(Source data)
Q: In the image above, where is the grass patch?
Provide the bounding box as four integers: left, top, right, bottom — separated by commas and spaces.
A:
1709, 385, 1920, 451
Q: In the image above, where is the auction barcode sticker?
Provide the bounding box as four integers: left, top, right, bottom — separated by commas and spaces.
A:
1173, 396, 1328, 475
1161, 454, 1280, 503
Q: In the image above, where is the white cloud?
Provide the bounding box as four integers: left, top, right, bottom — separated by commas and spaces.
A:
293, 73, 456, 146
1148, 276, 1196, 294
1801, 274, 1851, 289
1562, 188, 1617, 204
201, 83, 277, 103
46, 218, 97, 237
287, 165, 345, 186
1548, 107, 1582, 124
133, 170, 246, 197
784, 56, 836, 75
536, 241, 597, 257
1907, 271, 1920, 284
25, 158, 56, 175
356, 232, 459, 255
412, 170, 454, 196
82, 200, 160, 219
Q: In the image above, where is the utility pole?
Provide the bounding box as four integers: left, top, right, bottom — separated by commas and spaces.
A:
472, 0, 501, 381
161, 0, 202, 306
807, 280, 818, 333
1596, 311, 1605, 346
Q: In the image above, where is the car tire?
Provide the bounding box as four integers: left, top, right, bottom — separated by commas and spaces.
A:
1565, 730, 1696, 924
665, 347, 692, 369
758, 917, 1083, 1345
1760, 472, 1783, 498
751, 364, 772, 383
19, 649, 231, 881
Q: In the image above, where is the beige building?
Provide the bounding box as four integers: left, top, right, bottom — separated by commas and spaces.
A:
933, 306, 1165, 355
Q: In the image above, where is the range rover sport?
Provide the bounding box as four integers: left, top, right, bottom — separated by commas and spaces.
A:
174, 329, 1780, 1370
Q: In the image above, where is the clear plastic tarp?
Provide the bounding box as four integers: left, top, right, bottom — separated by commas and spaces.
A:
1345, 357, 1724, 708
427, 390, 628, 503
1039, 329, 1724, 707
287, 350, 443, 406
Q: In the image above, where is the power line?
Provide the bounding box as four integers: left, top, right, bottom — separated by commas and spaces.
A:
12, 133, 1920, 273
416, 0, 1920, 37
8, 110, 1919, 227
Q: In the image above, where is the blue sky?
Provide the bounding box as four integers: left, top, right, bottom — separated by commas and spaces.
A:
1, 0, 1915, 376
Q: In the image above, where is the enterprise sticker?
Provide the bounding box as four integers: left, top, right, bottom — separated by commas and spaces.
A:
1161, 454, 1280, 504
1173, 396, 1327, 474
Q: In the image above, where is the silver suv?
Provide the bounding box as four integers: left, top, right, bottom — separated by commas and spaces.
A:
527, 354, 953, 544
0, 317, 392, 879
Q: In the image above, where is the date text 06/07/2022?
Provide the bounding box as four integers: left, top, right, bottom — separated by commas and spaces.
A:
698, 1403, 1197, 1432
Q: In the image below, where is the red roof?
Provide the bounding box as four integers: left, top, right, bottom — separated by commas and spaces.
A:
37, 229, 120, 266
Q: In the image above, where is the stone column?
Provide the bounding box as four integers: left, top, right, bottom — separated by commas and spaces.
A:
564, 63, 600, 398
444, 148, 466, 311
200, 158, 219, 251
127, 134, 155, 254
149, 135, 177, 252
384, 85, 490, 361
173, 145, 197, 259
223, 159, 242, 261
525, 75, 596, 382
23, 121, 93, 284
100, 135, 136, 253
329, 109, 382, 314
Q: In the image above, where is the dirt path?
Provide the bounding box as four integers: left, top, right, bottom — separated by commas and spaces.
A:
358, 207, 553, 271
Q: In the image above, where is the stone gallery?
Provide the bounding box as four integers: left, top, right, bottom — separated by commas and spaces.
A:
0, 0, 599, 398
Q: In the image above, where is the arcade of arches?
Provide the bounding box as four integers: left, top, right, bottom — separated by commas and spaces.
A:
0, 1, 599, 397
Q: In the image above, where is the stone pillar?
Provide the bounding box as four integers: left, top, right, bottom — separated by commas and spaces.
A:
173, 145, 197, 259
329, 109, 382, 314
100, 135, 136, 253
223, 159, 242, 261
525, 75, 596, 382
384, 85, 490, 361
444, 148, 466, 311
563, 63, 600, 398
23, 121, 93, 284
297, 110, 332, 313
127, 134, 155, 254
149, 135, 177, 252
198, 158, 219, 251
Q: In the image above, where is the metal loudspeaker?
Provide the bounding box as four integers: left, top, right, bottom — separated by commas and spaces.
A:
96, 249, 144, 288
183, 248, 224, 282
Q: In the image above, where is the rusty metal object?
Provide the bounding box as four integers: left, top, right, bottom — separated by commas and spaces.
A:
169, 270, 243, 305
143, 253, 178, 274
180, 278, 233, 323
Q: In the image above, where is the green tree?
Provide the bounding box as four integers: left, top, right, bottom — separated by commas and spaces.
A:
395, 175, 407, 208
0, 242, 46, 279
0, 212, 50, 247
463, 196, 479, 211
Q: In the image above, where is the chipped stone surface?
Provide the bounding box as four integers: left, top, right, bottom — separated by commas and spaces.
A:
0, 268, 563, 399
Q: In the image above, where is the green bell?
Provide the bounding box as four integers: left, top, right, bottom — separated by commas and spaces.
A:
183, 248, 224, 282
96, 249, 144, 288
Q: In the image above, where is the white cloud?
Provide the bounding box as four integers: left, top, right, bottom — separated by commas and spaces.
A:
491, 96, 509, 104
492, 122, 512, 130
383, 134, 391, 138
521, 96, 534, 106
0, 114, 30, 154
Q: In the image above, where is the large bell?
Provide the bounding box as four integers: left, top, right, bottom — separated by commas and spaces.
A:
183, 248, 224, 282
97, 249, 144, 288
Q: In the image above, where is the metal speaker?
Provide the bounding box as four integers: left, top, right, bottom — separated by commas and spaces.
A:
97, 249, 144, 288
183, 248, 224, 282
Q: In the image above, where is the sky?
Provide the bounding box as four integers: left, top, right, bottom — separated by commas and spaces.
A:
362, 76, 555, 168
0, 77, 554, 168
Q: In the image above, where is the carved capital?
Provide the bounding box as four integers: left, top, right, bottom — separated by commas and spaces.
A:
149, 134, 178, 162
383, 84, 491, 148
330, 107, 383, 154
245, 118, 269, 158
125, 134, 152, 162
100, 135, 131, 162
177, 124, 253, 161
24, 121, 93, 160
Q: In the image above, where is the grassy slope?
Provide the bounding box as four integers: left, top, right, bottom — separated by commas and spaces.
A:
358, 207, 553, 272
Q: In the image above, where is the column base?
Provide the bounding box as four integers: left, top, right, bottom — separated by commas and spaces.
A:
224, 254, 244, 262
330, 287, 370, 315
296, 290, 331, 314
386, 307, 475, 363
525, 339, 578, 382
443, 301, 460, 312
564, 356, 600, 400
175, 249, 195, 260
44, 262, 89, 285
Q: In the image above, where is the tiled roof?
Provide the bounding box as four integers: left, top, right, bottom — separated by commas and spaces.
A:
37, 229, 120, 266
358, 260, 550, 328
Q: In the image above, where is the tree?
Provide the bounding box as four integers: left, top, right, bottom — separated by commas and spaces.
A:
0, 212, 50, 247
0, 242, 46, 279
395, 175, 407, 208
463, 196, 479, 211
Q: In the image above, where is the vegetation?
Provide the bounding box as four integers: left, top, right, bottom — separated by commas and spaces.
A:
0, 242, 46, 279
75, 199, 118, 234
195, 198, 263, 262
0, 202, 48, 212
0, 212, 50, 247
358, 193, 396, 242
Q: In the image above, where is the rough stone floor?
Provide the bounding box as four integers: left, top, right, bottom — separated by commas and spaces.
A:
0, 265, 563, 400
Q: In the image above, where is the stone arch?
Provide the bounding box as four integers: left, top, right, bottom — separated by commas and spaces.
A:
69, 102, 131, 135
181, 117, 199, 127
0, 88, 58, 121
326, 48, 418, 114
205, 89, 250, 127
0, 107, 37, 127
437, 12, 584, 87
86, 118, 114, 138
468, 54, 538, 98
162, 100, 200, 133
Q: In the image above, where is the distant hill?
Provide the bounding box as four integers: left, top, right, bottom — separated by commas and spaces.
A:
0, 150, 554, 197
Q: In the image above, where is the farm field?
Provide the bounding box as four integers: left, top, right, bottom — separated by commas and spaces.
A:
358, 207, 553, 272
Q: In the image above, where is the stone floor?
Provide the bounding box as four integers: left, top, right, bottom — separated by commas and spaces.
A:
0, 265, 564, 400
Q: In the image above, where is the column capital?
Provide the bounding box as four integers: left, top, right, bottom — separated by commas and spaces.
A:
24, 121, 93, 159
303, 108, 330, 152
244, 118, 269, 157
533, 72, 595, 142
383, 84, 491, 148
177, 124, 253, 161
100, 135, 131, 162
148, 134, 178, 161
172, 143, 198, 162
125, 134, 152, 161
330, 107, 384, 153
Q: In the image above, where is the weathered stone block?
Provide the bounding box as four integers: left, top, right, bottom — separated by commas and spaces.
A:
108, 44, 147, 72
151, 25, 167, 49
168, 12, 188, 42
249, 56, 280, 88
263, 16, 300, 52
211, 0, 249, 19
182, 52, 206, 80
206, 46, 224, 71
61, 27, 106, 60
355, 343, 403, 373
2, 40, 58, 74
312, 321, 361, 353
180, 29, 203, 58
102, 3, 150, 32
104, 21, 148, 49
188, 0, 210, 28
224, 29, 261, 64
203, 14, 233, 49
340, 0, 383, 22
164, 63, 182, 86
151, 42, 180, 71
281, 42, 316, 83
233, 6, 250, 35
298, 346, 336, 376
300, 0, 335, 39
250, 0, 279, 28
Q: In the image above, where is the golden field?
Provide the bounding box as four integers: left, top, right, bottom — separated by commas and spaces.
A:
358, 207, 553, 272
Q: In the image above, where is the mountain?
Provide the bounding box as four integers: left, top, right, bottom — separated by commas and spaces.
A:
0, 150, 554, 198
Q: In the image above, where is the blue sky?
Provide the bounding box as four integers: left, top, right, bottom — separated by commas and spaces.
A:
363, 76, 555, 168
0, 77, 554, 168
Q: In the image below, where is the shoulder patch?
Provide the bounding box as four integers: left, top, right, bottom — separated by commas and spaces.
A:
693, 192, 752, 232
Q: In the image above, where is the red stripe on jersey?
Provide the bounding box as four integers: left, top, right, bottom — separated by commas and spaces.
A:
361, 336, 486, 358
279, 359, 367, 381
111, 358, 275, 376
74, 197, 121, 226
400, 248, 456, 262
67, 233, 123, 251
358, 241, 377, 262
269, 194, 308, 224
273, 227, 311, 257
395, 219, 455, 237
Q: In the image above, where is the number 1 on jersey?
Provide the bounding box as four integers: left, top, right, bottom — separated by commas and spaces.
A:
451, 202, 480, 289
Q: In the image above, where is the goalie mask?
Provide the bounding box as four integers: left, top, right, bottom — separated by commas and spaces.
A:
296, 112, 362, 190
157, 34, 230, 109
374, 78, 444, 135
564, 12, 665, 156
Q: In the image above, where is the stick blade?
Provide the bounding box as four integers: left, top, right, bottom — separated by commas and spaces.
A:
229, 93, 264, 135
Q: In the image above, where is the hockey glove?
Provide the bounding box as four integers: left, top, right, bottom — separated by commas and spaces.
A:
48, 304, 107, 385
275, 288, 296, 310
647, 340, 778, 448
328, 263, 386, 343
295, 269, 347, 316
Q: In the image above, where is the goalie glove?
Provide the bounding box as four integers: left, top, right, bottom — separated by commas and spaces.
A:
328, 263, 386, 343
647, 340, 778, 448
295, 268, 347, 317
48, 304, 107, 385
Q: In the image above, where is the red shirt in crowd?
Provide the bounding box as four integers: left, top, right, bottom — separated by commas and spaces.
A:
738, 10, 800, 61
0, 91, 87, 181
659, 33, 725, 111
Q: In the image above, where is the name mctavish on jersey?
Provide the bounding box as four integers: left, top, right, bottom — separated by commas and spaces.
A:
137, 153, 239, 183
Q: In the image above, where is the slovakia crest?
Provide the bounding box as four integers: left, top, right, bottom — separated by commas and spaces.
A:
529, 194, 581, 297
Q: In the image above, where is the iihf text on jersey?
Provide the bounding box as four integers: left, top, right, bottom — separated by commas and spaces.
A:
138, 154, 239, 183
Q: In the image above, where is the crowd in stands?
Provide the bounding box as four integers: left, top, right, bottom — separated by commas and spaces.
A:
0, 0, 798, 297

### YOUR TASK
Identify each line in the records above that contains the word "field", and copy it out in full.

### SOLUTION TO THE PROBLEM
Q: In the image above, where is the farm field?
Q: In the image above, where is the golden field?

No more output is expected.